Start of TEXT SEGMENT
Owen, George

, an eminent English physician, was born in the diocese of Worcester, and educated at Mertoncollege, Oxford, of which he became probationer-fellow in 1519. Having studied physic, he took his doctor’s | degree in that faculty in 1527, and soon after was appointed physician to Henry VIII. and held the same office in the two succeeding reigns. In 1544 he was constituted a fellow of the college of physicians, and appears to have attained high consequence in his profession. He was a witness to the will of Henry VIII. who left him a legacy of 100l. It is reported that Edward VI. was brought into the world by Dr. Owen’s means, who performed the Caesarian operation on his mother, queen Jane Seymour. From this circumstance, whether truly or falsely related, we may conclude him to have been a practitioner in midwifery, as well as in physic. In the first year of queen Mary he was very instrumental in obtaining an act for the confirmation and enlargement of the powers granted to the college of physicians. Some time after, in the same reign, when a difference took place between the college of physicians and the university of Oxford, concerning the admission of an illiterate person to a degree, who was rejected by the college upon their examination; cardinal Pole, then chancellor of the university, was appealed to, and obliged the university to consult Dr. Owen and Dr. Thomas Huys, the queen’s physician, “de instituendis rationibus quibus Oxoniensis academia in admittendis Medicis uteretur.” An agreement was accordingly made, which the chancellor approved and ratified by his authority. Dr. Owen died Oct. 10, 1558, of an epidemic intermittent, and was buried in St. Stephen’s, Walbrook. Leland intimates that he had written several pieces on medical subjects, but none of them were preserved. Tanner mentions that he wrote a work entitled " A meet Diet for the new ague set forth by Mr. Dr. Owen, Lond. 1558, fol. In 1553, Edward VI. granted Durham-college, in Oxford, to our George Owen and William Martyn, which the following year they sold to sir Thomas Pope, who founded Trinity -college on the scite. Previous to this, Dr. Owen received a grant of Godstowe nunnery, with its adjoining estates, and this nunnery he converted into a dwelling-house with some alterations and improvements. 1


Ath. Ox. vol. I. new edit.—Aikin’s Biog. Memoirs of Medicine.
End of TEXT SEGMENT
PROMPT:
Answer these questions from the entry on George Owen:
1. In what year did he become probationer-fellow of Merton college?
2. Where was he buried?
3. To whom did he and William Martyn sell Durham-college?
Start of EXTRACTED INFORMATION
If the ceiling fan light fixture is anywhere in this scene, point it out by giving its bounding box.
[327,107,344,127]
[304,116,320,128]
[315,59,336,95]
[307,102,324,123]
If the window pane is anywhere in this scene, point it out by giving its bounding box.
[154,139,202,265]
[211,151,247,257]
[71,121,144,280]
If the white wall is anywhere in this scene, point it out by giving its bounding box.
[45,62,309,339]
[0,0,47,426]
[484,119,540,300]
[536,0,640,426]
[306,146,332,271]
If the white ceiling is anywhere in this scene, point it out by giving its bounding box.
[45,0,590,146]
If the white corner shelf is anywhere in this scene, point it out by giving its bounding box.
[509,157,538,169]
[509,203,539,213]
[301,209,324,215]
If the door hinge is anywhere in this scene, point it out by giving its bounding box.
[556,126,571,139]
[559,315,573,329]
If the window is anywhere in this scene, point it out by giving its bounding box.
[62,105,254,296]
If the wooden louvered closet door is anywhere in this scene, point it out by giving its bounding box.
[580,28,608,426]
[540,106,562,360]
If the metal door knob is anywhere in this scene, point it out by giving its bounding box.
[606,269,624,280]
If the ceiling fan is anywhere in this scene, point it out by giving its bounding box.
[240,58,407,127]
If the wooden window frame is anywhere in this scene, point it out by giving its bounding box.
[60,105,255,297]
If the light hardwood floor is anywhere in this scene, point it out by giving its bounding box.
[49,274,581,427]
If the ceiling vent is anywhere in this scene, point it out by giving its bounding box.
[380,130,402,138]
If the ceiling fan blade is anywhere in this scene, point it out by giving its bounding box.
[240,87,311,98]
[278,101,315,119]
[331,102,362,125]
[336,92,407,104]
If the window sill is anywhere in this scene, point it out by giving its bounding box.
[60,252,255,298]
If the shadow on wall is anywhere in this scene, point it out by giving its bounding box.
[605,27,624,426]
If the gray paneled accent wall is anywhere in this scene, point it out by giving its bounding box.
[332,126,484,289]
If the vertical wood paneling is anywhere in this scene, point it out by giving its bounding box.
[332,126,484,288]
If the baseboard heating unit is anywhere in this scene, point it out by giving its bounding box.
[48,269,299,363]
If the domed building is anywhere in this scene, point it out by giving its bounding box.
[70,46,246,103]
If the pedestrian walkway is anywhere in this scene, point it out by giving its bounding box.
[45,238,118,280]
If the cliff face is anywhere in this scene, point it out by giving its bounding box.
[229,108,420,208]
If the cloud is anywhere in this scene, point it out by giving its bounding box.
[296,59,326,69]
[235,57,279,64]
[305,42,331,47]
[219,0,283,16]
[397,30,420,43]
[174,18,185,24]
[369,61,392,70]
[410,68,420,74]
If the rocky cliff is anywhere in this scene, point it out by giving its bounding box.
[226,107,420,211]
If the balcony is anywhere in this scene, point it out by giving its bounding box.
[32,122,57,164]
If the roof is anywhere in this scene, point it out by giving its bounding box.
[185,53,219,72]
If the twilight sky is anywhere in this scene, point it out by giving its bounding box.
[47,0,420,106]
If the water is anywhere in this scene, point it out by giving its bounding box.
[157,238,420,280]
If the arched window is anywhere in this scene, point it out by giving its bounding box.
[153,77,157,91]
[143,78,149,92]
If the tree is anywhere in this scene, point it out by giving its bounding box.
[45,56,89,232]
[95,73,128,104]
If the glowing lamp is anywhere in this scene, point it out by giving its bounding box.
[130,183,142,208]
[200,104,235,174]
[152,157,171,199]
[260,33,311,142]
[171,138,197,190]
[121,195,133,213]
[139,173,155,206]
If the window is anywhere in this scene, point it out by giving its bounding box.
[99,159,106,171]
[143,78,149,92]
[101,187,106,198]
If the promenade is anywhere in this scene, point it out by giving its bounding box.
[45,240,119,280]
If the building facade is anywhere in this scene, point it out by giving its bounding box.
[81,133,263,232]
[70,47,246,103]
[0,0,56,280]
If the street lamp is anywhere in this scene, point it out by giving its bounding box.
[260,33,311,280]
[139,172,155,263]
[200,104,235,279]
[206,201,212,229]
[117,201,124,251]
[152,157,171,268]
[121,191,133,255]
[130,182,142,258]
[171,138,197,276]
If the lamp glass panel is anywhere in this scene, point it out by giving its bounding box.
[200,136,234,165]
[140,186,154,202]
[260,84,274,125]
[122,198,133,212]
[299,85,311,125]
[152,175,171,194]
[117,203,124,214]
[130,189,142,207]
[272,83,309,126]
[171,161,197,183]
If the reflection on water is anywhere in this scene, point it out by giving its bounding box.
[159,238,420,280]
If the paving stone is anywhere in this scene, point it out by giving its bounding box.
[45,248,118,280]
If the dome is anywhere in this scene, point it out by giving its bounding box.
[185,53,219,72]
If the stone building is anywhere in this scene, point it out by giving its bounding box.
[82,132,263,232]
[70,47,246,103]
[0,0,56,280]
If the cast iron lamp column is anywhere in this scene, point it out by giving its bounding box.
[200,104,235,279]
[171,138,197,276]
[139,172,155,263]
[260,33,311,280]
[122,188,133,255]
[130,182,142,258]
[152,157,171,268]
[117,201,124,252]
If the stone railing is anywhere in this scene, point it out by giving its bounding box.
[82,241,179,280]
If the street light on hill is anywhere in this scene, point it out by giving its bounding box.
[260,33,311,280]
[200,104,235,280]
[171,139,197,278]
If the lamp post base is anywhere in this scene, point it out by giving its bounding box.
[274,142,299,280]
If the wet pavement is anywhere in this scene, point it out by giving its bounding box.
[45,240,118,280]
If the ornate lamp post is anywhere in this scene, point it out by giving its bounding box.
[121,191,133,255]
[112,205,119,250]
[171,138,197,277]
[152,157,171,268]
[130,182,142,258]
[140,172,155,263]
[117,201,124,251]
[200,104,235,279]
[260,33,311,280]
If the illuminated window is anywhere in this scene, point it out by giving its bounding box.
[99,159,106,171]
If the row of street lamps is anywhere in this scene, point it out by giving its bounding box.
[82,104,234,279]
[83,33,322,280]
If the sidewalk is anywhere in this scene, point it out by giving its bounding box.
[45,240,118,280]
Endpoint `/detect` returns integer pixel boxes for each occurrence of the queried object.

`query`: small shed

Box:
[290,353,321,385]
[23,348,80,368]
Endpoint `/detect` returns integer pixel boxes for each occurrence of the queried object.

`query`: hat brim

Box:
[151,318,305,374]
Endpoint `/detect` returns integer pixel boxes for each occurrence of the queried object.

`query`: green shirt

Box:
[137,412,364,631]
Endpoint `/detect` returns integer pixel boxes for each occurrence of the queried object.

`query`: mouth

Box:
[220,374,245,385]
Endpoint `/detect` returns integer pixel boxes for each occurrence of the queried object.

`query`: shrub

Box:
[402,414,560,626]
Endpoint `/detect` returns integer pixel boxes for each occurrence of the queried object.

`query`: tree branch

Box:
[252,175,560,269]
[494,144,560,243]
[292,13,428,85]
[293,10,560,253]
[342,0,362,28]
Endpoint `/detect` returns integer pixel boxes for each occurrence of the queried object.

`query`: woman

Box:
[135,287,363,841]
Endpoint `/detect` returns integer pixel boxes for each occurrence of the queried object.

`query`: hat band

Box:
End of EXTRACTED INFORMATION
ANSWER TO THIS TASK:
1. 1519
2. St. Stephen's, Walbrook
3. Sir Thomas Pope